■ The task
Reproduce the listing below in its entirety. Change nothing.

■ Provided data
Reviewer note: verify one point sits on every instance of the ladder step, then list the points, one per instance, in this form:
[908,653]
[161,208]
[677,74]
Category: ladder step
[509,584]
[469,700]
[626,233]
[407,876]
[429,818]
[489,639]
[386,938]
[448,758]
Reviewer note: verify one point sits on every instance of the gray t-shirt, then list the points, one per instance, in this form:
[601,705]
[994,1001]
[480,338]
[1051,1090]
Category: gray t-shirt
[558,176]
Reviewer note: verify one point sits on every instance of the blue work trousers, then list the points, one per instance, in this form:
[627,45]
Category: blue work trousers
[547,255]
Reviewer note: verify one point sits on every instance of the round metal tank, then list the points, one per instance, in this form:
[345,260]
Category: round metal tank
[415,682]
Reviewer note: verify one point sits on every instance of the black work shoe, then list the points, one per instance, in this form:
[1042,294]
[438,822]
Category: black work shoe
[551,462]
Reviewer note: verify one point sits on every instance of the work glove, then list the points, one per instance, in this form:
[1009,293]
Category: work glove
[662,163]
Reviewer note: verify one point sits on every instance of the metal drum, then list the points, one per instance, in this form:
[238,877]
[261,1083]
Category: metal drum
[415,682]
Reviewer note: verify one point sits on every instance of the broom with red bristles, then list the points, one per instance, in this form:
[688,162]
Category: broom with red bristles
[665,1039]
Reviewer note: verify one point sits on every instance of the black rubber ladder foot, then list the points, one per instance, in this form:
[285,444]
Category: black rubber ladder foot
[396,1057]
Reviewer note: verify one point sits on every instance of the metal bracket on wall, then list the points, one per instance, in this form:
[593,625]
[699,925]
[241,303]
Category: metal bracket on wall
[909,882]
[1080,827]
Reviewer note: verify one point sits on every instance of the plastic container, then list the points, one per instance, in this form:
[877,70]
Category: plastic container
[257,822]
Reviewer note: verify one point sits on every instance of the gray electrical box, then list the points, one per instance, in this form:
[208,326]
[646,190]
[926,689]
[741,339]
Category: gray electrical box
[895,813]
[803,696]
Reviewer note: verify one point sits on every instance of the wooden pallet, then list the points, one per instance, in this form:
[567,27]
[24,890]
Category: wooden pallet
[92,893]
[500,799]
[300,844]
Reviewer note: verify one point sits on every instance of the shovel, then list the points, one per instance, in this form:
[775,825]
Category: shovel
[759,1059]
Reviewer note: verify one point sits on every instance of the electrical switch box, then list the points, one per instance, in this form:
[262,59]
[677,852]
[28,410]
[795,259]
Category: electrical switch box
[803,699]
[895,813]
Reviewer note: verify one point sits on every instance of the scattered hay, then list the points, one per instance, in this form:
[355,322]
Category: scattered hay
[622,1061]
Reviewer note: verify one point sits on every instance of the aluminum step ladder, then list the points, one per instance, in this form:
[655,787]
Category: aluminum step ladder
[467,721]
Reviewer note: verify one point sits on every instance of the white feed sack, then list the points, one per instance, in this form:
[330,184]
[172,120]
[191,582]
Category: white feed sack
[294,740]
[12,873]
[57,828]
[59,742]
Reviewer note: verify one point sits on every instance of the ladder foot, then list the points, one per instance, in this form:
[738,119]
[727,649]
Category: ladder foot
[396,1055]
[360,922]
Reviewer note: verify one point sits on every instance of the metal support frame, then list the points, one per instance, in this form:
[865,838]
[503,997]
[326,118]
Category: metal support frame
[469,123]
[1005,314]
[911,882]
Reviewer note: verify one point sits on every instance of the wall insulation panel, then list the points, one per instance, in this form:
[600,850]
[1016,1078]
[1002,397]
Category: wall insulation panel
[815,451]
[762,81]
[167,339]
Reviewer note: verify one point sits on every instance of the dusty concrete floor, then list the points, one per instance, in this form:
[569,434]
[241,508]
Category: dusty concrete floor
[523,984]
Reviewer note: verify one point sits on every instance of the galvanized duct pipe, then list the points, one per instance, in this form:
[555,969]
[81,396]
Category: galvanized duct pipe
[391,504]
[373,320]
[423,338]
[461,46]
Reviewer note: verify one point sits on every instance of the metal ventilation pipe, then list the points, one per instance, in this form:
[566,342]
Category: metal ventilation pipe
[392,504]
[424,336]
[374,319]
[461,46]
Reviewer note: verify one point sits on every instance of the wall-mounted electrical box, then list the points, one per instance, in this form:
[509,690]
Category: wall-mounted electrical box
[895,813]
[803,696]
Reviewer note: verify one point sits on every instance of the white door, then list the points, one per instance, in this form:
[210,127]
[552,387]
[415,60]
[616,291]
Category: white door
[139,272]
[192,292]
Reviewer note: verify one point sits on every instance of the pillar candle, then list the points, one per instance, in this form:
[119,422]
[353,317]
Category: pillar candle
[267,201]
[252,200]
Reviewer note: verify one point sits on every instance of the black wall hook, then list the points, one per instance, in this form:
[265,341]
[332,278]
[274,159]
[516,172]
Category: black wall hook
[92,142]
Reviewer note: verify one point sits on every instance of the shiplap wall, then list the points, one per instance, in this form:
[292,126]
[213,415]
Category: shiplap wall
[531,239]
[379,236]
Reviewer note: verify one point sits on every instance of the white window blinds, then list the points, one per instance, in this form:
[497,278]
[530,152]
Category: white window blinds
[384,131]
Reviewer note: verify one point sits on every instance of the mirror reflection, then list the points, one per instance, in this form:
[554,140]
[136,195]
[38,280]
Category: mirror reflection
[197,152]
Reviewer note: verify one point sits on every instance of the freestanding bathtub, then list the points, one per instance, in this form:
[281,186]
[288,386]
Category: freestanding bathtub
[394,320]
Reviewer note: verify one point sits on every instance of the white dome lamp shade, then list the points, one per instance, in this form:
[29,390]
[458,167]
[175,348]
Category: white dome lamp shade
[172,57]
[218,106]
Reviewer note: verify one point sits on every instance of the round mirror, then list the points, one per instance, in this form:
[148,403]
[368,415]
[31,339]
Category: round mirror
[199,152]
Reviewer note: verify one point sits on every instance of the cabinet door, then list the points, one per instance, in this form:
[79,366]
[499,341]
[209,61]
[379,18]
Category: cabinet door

■ Solved problem
Reviewer note: verify one point sits on every instance of the ladder step, then list the points, one per instance, in this form:
[908,653]
[161,208]
[677,74]
Category: ladder step
[509,584]
[469,700]
[626,233]
[407,876]
[429,818]
[489,639]
[386,938]
[448,758]
Reviewer note: verify one point sits on every instance of the gray t-shirt, then list the points, one per instance, in this form:
[601,705]
[994,1001]
[480,338]
[1051,1090]
Category: gray t-shirt
[558,176]
Reviewer note: verify one point sits on every instance of the blue work trousers, then list the points, one per instance, in this form:
[627,45]
Category: blue work trousers
[547,255]
Reviewer note: verify one point sits on every instance of the round metal tank, then list the points, one per instance, in this form:
[345,260]
Category: round metal tank
[415,682]
Reviewer note: verify one point sits on every instance of the black work shoe, then list the points, one per instance, in this form:
[1042,294]
[438,822]
Category: black work shoe
[551,462]
Reviewer note: verify one point sits on every instance of the work glove, then list the points, one per instance, in this form:
[1009,293]
Category: work glove
[662,163]
Reviewer note: verify one point sits on every instance of the metal drum, then list the points, one per instance, in this form:
[238,877]
[261,1083]
Category: metal drum
[415,682]
Reviewer note: verify one point sits on every instance of the broom with red bristles, then list the points, one per instance, in this form:
[688,162]
Category: broom with red bristles
[665,1039]
Reviewer note: verify one point sits on every instance of the black rubber ladder foot, then list the points, one per instance, in this form:
[285,444]
Category: black rubber ladder foot
[396,1057]
Reviewer note: verify one point sits on every instance of the metal bracket on wall, then list the points, one per instance, in this form:
[593,625]
[699,925]
[241,303]
Category: metal bracket on wall
[909,882]
[1080,827]
Reviewer note: verify one point sits on every instance of the plastic container, then list the points, one per instance, in this form:
[877,70]
Category: plastic container
[257,822]
Reviewer note: verify one point sits on every instance of the gray electrical box, then list the points, one per instance, in this form:
[208,326]
[646,190]
[926,689]
[741,339]
Category: gray electrical box
[895,813]
[803,696]
Reviewer note: verify one point sits on every instance of the wooden pallet, then list the points, one per instance, in this form:
[567,27]
[24,890]
Category: wooden pallet
[92,893]
[500,799]
[300,844]
Reviewer note: verify one point sits on every instance of the shovel, then list the points, one per instance, in this form:
[775,825]
Category: shovel
[759,1059]
Reviewer note: verify one point sits on every instance of the electrical switch box, then list the points, one per instance, in this form:
[262,59]
[677,852]
[28,410]
[795,259]
Category: electrical switch box
[803,699]
[895,813]
Reviewer note: verify one point sits on every instance of the scattered hay, then list the points, one per instance, in this form:
[355,322]
Category: scattered hay
[622,1061]
Reviewer note: verify one point sits on every instance of the aluminum step ladder, then list the points, one per instance, in this form:
[655,787]
Category: aluminum step ladder
[467,721]
Reviewer note: verify one point sits on every instance of the white feed sack, then list the points, one per instance, in this form:
[330,184]
[172,120]
[191,582]
Category: white feed sack
[294,740]
[12,873]
[57,828]
[59,742]
Reviewer note: verify one point sits on every instance of the ladder foot, then list the points, one per instance, in this form:
[738,119]
[727,649]
Category: ladder foot
[396,1055]
[360,922]
Reviewer note: verify one point sits on every instance of the metal support frame, then list the points, one per instance, in this form:
[865,838]
[503,997]
[326,118]
Category: metal support frame
[469,123]
[1005,314]
[911,882]
Reviewer note: verify one point sits on every instance of the wall insulation panel, then list the points, one per instance, in this form:
[600,850]
[1016,1078]
[1002,397]
Category: wall insulation panel
[815,451]
[762,81]
[167,339]
Reviewer note: verify one point sits on every instance of the dusty concrete floor, then list the points, one per instance, in this form:
[569,434]
[241,508]
Category: dusty concrete floor
[523,984]
Reviewer note: verify one point sits on every instance of the galvanized duct pipe, then list the points, one per instance, in this form:
[555,969]
[81,396]
Category: galvanized duct pipe
[391,504]
[373,320]
[423,338]
[461,46]
Reviewer note: verify one point sits on every instance of the metal ventilation pipe, then list the points, one per instance, in this form:
[566,342]
Category: metal ventilation pipe
[392,504]
[424,336]
[374,319]
[461,46]
Reviewer note: verify one point sits on every instance of the wall-mounted electrical box, then list the points, one per instance, in this form:
[509,690]
Category: wall-mounted electrical box
[895,813]
[803,696]
Reviewer note: verify one point sits on every instance of the white door, then list the points, one per instance, in this form:
[210,127]
[552,387]
[415,60]
[616,291]
Category: white door
[139,272]
[192,292]
Reviewer note: verify one point sits on every instance of the pillar candle, then list the points, one per instance, in this form:
[119,422]
[353,317]
Category: pillar candle
[267,201]
[252,200]
Reviewer note: verify one point sits on every instance of the black wall hook, then list the points, one per instance, in this form:
[265,341]
[332,278]
[274,159]
[516,172]
Category: black wall hook
[92,142]
Reviewer note: verify one point sits on every instance of the shiplap wall, then list the points, one per instance, in this form:
[292,126]
[213,415]
Category: shiplap wall
[531,239]
[379,236]
Reviewer note: verify one point sits on every instance of the white window blinds, then list the points, one per instance, in this form:
[497,278]
[530,152]
Category: white window blinds
[384,131]
Reviewer note: verify one point sits on every instance of the mirror reflection, then list the points, one per instance, in this form:
[554,140]
[136,195]
[38,280]
Category: mirror reflection
[197,152]
Reviewer note: verify one point sits on every instance of the freestanding bathtub, then list the points, one per instance, in this form:
[281,186]
[288,386]
Category: freestanding bathtub
[394,320]
Reviewer note: verify one point sits on every instance of the white dome lamp shade, then list the points, one per instance, in this form:
[29,390]
[458,167]
[175,348]
Category: white dome lamp shade
[172,57]
[218,106]
Reviewer note: verify one point sits on every instance of the round mirror, then list the points, one per instance, in this form:
[148,403]
[368,415]
[31,339]
Category: round mirror
[199,152]
Reviewer note: verify one point sits on every instance of the cabinet door, then list the points, one per instance, in this form:
[79,366]
[499,341]
[209,61]
[379,18]
Category: cabinet door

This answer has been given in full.